# Supplied text:
__________________________________________________

Take the Pledge: We Are Legal Service Professionals, not Lawyers and non-Lawyers

Take the Pledge: We Are Legal Service Professionals, not Lawyers and non-Lawyers

I remember the first time someone pointed out to me – it was the legal sociologist Craig McEwen whose work on dispute resolution and lawyers I found inspirational – that lawyers were one of the only professions that had a special name for those who were “not” them.

The only other occupations that we could come up with then which assign a special term to the “other” (not them) were the military (the rest of us are “civilians”); and the clergy (we are “laity”). And neither of these terms include the insidious “non” (as in “non-lawyer”).

Leaving aside words that describe those receiving “services” from professionals – for example patients, or clients – which could of course include members of that profession (lawyers may be clients, doctors may be patients), these were two of only three special names we could identify for “others” who are not members of the particular profession or occupation.

The third was “non-lawyer.”

__________________________________________________

# Exercise tasks:
(A) In the pledge essay, rewrite the paragraph beginning "The only other occupations" as a short bulleted list that keeps its main facts.
(B) Decide whether each statement agrees with the pledge essay. Answer yes or no and quote the deciding words.
(i) Craig McEwen is described as a legal sociologist.
(ii) Words such as "patients" and "clients" were counted among the special names for those outside a profession.
(iii) The term "civilians" contains the prefix "non."
(C) Carry on the pledge essay past its final sentence, keeping the same voice and argument.

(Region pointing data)
__________________________________________________

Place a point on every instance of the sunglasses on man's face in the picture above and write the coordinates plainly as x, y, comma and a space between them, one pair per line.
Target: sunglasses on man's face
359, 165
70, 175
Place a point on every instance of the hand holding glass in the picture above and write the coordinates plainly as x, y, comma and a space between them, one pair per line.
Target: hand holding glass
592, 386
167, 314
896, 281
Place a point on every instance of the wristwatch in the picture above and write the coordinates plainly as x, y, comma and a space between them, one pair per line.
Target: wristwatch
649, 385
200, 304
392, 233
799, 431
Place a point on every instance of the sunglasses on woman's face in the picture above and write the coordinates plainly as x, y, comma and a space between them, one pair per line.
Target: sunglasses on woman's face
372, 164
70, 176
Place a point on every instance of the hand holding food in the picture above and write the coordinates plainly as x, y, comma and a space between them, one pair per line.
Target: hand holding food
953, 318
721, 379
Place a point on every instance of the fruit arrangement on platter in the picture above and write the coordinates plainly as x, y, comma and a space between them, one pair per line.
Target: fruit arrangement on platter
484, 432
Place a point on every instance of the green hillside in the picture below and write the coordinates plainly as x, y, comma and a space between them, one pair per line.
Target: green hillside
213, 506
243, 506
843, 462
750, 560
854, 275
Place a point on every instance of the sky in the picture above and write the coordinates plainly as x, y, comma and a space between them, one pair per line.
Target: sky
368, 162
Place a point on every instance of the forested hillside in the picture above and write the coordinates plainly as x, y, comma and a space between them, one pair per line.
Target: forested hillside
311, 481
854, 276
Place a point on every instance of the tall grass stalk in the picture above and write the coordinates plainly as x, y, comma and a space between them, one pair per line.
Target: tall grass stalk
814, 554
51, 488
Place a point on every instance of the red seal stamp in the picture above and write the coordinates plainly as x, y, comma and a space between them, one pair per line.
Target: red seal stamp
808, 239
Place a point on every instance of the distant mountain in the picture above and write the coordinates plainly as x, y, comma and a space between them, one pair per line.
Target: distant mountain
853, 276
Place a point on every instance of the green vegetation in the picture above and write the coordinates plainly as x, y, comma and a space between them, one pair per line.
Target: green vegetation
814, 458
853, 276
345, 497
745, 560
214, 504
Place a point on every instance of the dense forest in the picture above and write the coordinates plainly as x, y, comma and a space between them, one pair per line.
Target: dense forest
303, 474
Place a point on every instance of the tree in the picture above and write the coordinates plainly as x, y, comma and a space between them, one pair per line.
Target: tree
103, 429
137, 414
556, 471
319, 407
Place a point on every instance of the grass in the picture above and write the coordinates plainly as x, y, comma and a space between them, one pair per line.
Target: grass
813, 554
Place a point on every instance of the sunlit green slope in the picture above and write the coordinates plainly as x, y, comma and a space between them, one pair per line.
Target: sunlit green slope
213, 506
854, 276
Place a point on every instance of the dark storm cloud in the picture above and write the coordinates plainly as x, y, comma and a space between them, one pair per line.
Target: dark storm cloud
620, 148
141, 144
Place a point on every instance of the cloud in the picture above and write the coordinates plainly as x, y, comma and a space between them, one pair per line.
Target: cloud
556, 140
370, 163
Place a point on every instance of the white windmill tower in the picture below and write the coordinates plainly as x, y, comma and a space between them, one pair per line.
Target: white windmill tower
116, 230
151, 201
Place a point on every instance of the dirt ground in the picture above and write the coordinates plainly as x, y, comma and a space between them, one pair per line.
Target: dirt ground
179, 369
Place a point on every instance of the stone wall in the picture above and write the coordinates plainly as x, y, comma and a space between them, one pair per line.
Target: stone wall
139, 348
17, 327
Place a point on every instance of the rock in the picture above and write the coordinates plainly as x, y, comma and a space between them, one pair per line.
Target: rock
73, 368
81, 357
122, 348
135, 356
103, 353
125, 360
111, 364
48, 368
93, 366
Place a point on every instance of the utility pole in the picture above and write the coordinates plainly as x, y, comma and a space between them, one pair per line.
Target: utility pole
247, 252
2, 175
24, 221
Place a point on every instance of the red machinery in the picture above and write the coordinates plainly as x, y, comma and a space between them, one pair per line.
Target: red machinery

__________________________________________________

# Replies:
(A)
- At the time, the only other occupations identified that give a special term to those outside them were the military and the clergy.
- The military calls everyone else "civilians."
- The clergy calls everyone else "laity."
- Neither term includes the insidious "non," as in "non-lawyer."

(B)
(i) Yes: "it was the legal sociologist Craig McEwen"
(ii) No: "Leaving aside words that describe those receiving “services” from professionals"
(iii) No: "And neither of these terms include the insidious “non”"

(C)
The impact of this revelation on me – because that is exactly what it was and still is – was profound. I ask every law school class I teach if they have noticed this peculiar word usage (invariably they have not). I have returned to this theme – who’s in, who’s out, in the battle for legitimacy in dispute resolution – over and over in research projects ranging from self-represented litigations to mandatory mediation (by “non-lawyers”?) to religious divorce, to collaborative family law.

I believe to this day that this word usage says something so essential about the profession of law that until we can face it, it overshadows our efforts at change. That is, until we can evaluate what having a special, defined-in-the-negative term for those who are not “us” says about how we see “us”.

But it’s just an expression!

I don’t think that we really need to spend too much time on this objection to my argument. We know how important words are in shaping our consciousness. (I am not going to repeat the most obvious and egregious examples that relate to gender and race.)

“Because words matter. When we think we are using language, language is using us….language is like a loaded gun: It can be fired intentionally, but it can wound or kill just as surely when fired accidentally. The terms in which we talk about something shape the way we think about it – and even what we see…(T)his is how language works. It invisibly molds our way of thinking about people, actions, and the world around us.” (Deborah Tannen, The Argument Culture: Moving from Debate to Dialogue, 1998).

Others do it too!

Perhaps dentists and architects and therapists harbor resentments occasionally approaching contempt towards those who do not possess their professional qualification. Many people over the years have pointed out to me that professional exclusivity is not the purview of lawyers alone. And I agree.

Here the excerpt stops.